Excerpted text ▸
--- START ---

Welcome to Hyder, Alaska

Is it 2011 yet?

I kind of think I hate New Years. And last night kind of solidified my hatred. For once I was actually really excited about my New Years plans. I was going to be around single people. I was going to get all dressed up. I was going to go out and have fun. But instead I spent it alone on my couch eating ice cream sandwiches and watching the ball drop on TV.

My back still hurts. A lot. I mean I can still walk but standing for any length of time and walking take its toll on it. I can’t even take a shower without having to sit halfway through. And I did leave a message for a doctor but I haven’t heard back yet. I guess I should try to call a hospital today.

On top of that my wrist also hurts. It started hurting a bit a few weeks before but now it is getting worse too because I keep having to put pressure on it to hoist myself up.

So there was no way I could go to a crowded bar where there was slim chance that I could even get a seat.


Alternatively I was going to go to MK’s house party, because I knew I would at least be able to sit there. But there was too much snow on my car and it hurt to clean it all off.

--- END ---

Record excerpts ▸

--- START ---

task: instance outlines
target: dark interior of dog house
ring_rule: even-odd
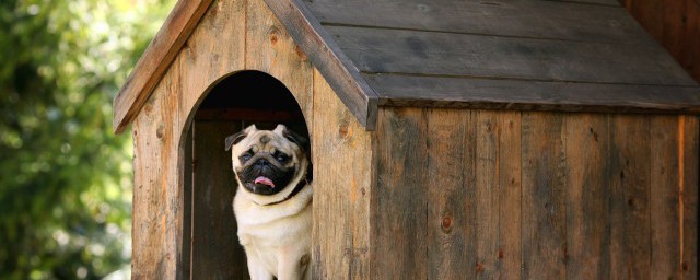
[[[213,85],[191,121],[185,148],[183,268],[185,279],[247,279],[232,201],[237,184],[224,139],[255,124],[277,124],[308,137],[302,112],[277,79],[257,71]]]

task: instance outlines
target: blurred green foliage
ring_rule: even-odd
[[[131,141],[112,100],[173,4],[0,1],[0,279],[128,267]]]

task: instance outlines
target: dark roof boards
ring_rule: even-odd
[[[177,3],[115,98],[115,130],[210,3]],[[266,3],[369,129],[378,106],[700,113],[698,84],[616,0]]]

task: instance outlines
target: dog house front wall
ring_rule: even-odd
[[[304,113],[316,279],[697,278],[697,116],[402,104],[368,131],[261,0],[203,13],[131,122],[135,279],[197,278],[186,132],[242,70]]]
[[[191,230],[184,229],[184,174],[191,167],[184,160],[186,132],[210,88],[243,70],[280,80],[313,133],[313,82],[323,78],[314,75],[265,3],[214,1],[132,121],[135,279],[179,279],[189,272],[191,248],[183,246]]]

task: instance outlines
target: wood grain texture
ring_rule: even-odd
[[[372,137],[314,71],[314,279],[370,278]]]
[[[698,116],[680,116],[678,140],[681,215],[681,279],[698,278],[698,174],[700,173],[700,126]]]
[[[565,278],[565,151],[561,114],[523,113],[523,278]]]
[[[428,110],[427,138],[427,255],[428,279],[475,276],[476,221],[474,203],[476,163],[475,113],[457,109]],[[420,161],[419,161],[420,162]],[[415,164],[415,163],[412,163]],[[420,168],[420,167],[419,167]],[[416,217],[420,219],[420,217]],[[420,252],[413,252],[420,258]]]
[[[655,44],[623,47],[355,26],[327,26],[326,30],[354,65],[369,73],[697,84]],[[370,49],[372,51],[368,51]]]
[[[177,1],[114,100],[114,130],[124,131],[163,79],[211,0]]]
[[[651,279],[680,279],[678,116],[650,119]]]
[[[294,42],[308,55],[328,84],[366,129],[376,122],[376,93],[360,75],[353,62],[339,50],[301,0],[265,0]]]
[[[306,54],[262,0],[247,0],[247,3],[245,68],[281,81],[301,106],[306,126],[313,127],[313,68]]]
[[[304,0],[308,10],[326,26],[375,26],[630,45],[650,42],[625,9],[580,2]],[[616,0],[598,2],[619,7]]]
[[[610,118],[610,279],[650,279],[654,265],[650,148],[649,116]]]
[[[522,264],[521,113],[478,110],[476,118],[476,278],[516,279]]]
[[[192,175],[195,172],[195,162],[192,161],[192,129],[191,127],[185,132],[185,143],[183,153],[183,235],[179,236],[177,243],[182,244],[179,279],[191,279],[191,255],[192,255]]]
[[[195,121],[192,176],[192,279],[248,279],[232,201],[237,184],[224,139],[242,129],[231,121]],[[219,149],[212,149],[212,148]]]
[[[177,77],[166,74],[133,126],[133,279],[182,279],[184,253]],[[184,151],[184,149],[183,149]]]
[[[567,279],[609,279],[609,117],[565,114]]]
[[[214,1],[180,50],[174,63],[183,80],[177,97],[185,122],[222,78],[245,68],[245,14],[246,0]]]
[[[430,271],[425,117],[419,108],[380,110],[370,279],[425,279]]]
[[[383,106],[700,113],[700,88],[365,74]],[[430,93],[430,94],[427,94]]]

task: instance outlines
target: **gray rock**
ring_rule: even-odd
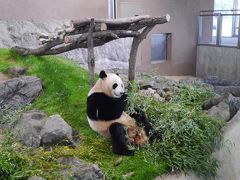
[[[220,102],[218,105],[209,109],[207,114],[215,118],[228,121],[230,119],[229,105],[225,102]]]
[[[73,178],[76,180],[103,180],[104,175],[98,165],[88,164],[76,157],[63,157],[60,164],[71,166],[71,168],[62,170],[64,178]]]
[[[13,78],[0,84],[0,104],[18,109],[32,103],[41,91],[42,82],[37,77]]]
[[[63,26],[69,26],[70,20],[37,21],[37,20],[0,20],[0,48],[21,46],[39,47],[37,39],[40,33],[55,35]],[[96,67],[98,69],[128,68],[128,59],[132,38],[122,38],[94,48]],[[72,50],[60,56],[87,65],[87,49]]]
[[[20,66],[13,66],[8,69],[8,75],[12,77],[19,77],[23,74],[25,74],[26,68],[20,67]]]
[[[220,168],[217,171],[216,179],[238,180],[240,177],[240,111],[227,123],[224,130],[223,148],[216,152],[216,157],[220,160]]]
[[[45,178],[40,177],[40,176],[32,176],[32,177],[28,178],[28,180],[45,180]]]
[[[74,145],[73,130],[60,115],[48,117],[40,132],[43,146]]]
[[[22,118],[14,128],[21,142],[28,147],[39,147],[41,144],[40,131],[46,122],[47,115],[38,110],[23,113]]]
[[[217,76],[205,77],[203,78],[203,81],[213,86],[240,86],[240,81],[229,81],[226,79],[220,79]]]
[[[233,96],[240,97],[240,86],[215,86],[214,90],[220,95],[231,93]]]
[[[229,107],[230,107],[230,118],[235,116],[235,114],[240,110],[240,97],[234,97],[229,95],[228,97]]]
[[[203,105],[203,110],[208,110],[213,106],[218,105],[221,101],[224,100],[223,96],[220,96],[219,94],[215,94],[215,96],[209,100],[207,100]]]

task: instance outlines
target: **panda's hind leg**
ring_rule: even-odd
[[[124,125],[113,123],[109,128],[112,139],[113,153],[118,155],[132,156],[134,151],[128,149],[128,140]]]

--- END ---

Task description ▸
Retype everything in the New Year's blog post from "My back still" down to "get a seat.".

Result for this task ▸
My back still hurts. A lot. I mean I can still walk but standing for any length of time and walking take its toll on it. I can’t even take a shower without having to sit halfway through. And I did leave a message for a doctor but I haven’t heard back yet. I guess I should try to call a hospital today.

On top of that my wrist also hurts. It started hurting a bit a few weeks before but now it is getting worse too because I keep having to put pressure on it to hoist myself up.

So there was no way I could go to a crowded bar where there was slim chance that I could even get a seat.